### [Tasks to complete]
1) In the guide on uploading and deploying a fine-tuned model, which command shows your model once it has been uploaded?
2) Write the next part of the guide on uploading and deploying a fine-tuned model, picking up after its final line.

### [Source text]
Uploading a fine-tuned model
Make sure to review the requirements for a fine-tuned model. Sample configs for supported models are available here.
To upload a fine-tuned model located at /tmp/falcon-7b-addon/
, run:
firectl create model my-model /tmp/falcon-7b-addon/
Once uploaded, you can see your model with:
firectl list models
Deploying your model
To deploy the model for inference, run:
firectl deploy my-model
Testing your model
Once your model is deployed, you can query it on the model page.
- Visit the list of your models.
- Click on the model you deployed.
- Enter your text prompt and click "Generate Completion"
You should see your model's response streamed below.
Using the API
You can also directly query the model using the /v1/completions
API:
curl \
-H "Authorization: Bearer ${API_KEY}" \
-H "Content-Type: application/json" \
-d '{"model": "accounts/<ACCOUNT_ID>/models/my-model", "prompt": "hello, the sky is"}' \
https://api.fireworks.ai/inference/v1/completions
import fireworks.client
fireworks.client.configure(
api_base="https://api.fireworks.ai/inference",
api_key="<API_KEY>",
)

### [Entries supplied]
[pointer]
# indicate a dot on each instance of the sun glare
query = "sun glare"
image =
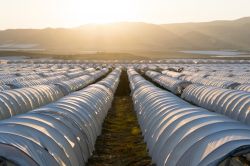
(101, 11)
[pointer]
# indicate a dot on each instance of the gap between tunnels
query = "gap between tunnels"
(121, 142)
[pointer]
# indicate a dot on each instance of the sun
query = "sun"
(100, 11)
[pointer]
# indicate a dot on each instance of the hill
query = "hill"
(133, 36)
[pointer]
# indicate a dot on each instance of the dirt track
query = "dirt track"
(121, 142)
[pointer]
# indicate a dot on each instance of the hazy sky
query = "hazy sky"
(70, 13)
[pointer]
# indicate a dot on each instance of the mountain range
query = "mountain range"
(133, 36)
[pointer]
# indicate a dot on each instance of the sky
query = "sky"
(73, 13)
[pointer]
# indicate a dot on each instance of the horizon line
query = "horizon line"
(118, 22)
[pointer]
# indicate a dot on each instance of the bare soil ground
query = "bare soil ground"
(121, 142)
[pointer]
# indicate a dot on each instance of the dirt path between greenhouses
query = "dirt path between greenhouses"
(121, 142)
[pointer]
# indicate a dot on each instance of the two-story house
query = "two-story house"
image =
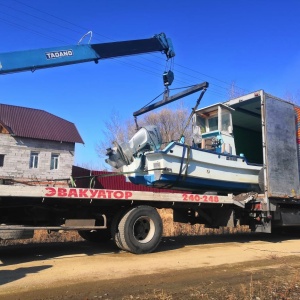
(36, 147)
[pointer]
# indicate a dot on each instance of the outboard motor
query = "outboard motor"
(148, 138)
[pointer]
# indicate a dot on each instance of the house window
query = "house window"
(54, 162)
(34, 160)
(1, 160)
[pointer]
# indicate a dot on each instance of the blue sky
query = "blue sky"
(255, 44)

### [Answers to the problems]
1) firectl list models

2)
fireworks.client.Completion.create(
model="falcon-7b-addon",
prompt="Say this is a test",
max_tokens=7,
temperature=0,
)
Cleaning up
Now that you are finished with the guide, you can undeploy the models to avoid accruing charges on your account:
firectl undeploy my-model
You can also delete the model from your account:
firectl delete model my-model
Deployment limits
Non-enterprise accounts are limited to a maximum of 100 deployed models.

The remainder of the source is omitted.